_Goal of the exercise_
Once the data has been read, print it back in full, exactly.
++++ Dataset extract
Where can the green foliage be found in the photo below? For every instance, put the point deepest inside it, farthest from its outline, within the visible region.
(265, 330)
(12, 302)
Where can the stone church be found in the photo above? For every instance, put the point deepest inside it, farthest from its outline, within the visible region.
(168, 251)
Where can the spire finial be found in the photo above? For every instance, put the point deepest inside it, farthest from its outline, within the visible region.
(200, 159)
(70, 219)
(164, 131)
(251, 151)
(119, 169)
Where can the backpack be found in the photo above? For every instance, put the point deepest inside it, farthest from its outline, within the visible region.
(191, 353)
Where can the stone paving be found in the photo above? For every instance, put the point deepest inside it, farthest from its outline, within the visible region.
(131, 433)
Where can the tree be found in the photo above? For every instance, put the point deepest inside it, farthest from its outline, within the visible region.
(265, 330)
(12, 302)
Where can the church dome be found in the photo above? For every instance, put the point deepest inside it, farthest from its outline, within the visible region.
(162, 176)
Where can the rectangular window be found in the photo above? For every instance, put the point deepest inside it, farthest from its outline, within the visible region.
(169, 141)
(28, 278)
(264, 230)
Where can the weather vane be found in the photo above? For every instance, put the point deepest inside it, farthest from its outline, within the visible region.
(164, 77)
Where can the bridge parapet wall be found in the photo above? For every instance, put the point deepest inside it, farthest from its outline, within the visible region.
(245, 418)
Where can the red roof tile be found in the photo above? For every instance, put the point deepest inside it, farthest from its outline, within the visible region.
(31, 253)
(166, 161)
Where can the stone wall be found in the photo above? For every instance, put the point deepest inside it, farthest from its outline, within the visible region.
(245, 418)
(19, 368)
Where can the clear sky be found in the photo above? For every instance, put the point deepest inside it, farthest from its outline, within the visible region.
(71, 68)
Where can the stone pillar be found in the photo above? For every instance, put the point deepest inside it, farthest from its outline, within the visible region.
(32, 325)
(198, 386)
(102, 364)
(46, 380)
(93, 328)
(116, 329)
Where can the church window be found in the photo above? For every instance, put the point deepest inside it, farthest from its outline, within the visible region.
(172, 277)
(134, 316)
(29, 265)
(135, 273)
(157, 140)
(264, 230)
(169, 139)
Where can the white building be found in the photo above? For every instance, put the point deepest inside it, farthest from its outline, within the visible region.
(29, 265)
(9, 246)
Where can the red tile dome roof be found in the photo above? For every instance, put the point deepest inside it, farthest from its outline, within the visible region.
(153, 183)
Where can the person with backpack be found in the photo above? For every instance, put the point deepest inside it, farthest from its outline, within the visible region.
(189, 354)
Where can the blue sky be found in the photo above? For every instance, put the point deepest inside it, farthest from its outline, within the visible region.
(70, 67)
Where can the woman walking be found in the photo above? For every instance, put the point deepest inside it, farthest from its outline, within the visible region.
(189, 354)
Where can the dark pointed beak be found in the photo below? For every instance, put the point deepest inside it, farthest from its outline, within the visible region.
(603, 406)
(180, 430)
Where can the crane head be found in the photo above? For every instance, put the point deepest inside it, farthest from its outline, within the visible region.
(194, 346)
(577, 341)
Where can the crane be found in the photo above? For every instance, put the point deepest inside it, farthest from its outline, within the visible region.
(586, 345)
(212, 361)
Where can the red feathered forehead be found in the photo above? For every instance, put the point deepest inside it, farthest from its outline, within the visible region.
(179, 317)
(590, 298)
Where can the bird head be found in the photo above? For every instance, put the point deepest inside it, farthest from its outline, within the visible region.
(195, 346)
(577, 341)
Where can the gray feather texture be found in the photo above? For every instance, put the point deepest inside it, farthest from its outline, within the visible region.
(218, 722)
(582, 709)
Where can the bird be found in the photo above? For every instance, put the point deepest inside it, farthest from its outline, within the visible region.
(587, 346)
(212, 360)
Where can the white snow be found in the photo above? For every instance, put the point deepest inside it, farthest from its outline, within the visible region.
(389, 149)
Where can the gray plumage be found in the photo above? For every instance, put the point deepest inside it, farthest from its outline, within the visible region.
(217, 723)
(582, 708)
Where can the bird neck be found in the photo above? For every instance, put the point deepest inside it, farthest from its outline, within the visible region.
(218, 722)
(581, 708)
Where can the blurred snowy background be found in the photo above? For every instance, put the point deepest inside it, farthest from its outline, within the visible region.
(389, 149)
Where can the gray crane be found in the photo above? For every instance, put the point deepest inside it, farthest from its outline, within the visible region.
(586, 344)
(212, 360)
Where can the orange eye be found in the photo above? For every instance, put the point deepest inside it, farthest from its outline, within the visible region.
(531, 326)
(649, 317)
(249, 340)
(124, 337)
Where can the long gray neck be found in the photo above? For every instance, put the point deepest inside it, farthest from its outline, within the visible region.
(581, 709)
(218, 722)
++++++++
_Written solution_
Where can the green foliage be found in the photo below? For every instance, put the point deepest inside it, farthest from its outline, within the visible region.
(265, 330)
(12, 302)
Where can the stone church be found in the photo above? For every instance, put the point deepest inside it, farthest from its outline, within the visible region.
(168, 251)
Where can the spire finial be found in the photo above? For every instance, put the point deepest inside it, farthest from its outline, within the visible region.
(200, 159)
(70, 219)
(164, 131)
(251, 151)
(119, 169)
Where can the backpack be found in the photo above? For every instance, put the point deepest inside it, farthest from its outline, within the visible region.
(191, 353)
Where can the stone paving be found in the photo above? For every instance, put the point deepest inside it, farthest from its outline, within the visible region.
(131, 433)
Where can the tree be found in the photo above? For every instance, put the point deepest inside it, farthest from its outline, within the visible region.
(265, 330)
(12, 302)
Where can the church dome be found in the photo above? For every instance, put the point deepest inside it, farthest from its outline, within the visible region.
(162, 176)
Where can the rectangular window be found in the photo above? For every instance, put the point deepest inside it, farthest from its outline, within the visible region.
(169, 141)
(28, 278)
(264, 230)
Where can the weather vane be found in the photo above? For every instance, put the point deepest inside it, farthest from its outline, within the visible region.
(164, 77)
Where can the bridge parapet wall be found in the photo above? For every instance, put the point deepest inside it, farthest from its outline, within the visible region.
(245, 418)
Where can the red roof tile be found in the photo above? For every instance, put the point deepest inside it, farthest from its outline, within the visible region.
(31, 253)
(166, 161)
Where can the stone wall be found in the photo above? For every instance, put the point deepest inside it, farthest from its outline, within the visible region.
(245, 418)
(19, 368)
Where can the clear sky be found in the photo above? For every instance, put the point deepest inside it, farthest from its outline, within the visible region.
(71, 68)
Where can the stone pillar be found in the photo above? For every instance, put the point deepest inside it, farthest from its outline, within the visible region.
(32, 325)
(198, 386)
(102, 364)
(46, 380)
(93, 328)
(116, 329)
Where can the church window be found in the photo above? For every instance, put the point deepest inside it, farthest from its outline, within the visible region.
(172, 277)
(134, 316)
(29, 265)
(135, 273)
(157, 140)
(264, 230)
(169, 139)
Where can the white building be found in the photo above? For every instance, put the point deepest inside it, farthest from its outline, within the visible region.
(29, 265)
(9, 246)
Where can the red tile dome roof be found in the photo above? For every instance, put the point deepest inside it, farthest from its outline, within the visible region.
(153, 183)
Where can the person with backpack be found in the photo above? For every instance, put the point deepest inside it, farthest from its outline, within the visible region.
(189, 354)
Where can the blue sky be found in the photo above? For every instance, put the point deepest inside it, farthest from its outline, within the visible region.
(70, 67)
Where can the woman walking be found in the photo above? For every instance, put the point deepest inside it, farthest from its outline, within the visible region.
(189, 354)
Where can the dark pointed beak be found in the photo below? For every instance, put the point deepest inside it, farthest from its outline, within the visible region.
(603, 406)
(180, 430)
Where can the crane head be found in the photo above? For every instance, put the point deepest inside it, farthest from its outline, within the visible region.
(194, 346)
(577, 341)
Where can the crane be found in the photo above? For every instance, put the point deepest inside it, farthest from its outline, within the visible region.
(586, 345)
(212, 361)
Where can the red feathered forehead be found in the photo above? For every instance, put the point deepest inside it, farthest from its outline, within the visible region.
(179, 317)
(590, 298)
Where can the bird head be found in the photo above? For every instance, put the point deepest inside it, farthest from its outline, within the visible region.
(195, 346)
(577, 341)
Where can the gray feather texture be found in the photo above? For every instance, put the point deepest inside it, farthest from its outline, within the visible region.
(218, 722)
(582, 709)
Where can the bird be found in the photo above? For every instance, put the point deepest inside it, farthest from its outline, within the visible region.
(587, 346)
(212, 360)
Where can the white snow be found in the photo above? For every instance, put the point deepest inside it, farthest from its outline, within the visible region.
(389, 149)
Where can the gray plumage be found in the photo above? For every instance, put the point deepest inside it, farthest from its outline, within the visible region.
(217, 723)
(582, 708)
Where can the bird neck be found in the photo above? For every instance, put the point deepest inside it, farthest from its outline, within the visible region.
(218, 722)
(581, 708)
Where can the blurred snowy background be found in the photo above? For every instance, put the point deepest inside it, farthest from its outline, within the visible region.
(389, 149)
Where can the gray crane be found in the photo above? For every instance, put the point deepest inside it, farthest from its outline, within the visible region.
(586, 344)
(212, 360)
Where can the orange eye be found in the photo above? For every instance, put the point deepest inside it, farthest from its outline, within the visible region.
(531, 326)
(649, 317)
(249, 340)
(124, 337)
Where can the long gray neck be found in the photo above? For every instance, put the point deepest inside it, farthest from its outline, within the visible region.
(581, 709)
(218, 722)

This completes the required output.